Il compito del governo non si esaurisce nella gestione dell’emergenza sanitaria. È solo la premessa, questa, di una grande operazione di rilancio sul piano economico e civile, in concomitanza con la ripresa dell’Europa intera. Ci aspetta l’avventura di un passaggio straordinario, impegnativo per tutti ma decisivo per le generazioni più giovani. L’intervento di Giuseppe Fioroni, direzione Pd, Base riformista

È forse un danno che si discuta del Pd, qualora l’obiettivo sia quello di accrescere il contenuto e la qualità del dibattito sulla nuova “Ricostruzione” dell’Italia? A me sembra di no, essendo una dimostrazione semmai di autenticità democratica. Sta qui l’aspetto sfuggente, in sé poco costruttivo, della polemica sulle correnti.

Nel suo discorso di presentazione all’assemblea nazionale, Enrico Letta ha dichiarato di volerne fare a meno, dato che il loro strapotere conduce fatalmente alla decadenza del Pd stesso. Ciò non autorizza a pensare che il superamento della frammentazione, lesiva della credibilità di un partito, equivalga puramente alla devitalizzazione del confronto interno. Il problema del Pd consiste nell’essere, alternativamente, vibrante artefice o spettatore riottoso del cambiamento, ovvero del processo di ristrutturazione, a tutti i livelli, innescato dal governo Draghi.
____________
Compiti richiesti:
**A)** Modifica il passo del brano sul Pd che si apre con le parole "È forse un danno" e si chiude con "dal governo Draghi.", sostituendo "correnti" con "fazioni".
**B)** Prosegui il brano sul Pd dopo la sua ultima frase.

Dati mostrati:
____________
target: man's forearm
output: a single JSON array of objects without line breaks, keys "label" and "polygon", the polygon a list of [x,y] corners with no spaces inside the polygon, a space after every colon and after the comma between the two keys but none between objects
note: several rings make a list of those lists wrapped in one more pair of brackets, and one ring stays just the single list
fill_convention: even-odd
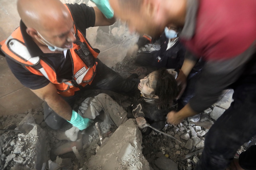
____________
Elenco risposte:
**A)**
È forse un danno che si discuta del Pd, qualora l’obiettivo sia quello di accrescere il contenuto e la qualità del dibattito sulla nuova “Ricostruzione” dell’Italia? A me sembra di no, essendo una dimostrazione semmai di autenticità democratica. Sta qui l’aspetto sfuggente, in sé poco costruttivo, della polemica sulle fazioni.

Nel suo discorso di presentazione all’assemblea nazionale, Enrico Letta ha dichiarato di volerne fare a meno, dato che il loro strapotere conduce fatalmente alla decadenza del Pd stesso. Ciò non autorizza a pensare che il superamento della frammentazione, lesiva della credibilità di un partito, equivalga puramente alla devitalizzazione del confronto interno. Il problema del Pd consiste nell’essere, alternativamente, vibrante artefice o spettatore riottoso del cambiamento, ovvero del processo di ristrutturazione, a tutti i livelli, innescato dal governo Draghi.

**B)**
Letta, a riguardo, s’è detto convinto della necessità di essere noi – riformisti e democratici – il motore di questa nuova esperienza, certamente complessa e difficile, eppure intrinsecamente positiva. Immaginare che Draghi possa fallire è un po’ come evocare il fallimento dell’Italia: non si capisce quale sarebbe l’alternativa all’indomani di tale esito disastroso. È vero che nel Pd l’aspettativa di un salto, per archiviare in fretta l’attuale equilibrio politico e misurare la capacità di attrazione di un riformismo più radicale, trova sostenitori in buona fede.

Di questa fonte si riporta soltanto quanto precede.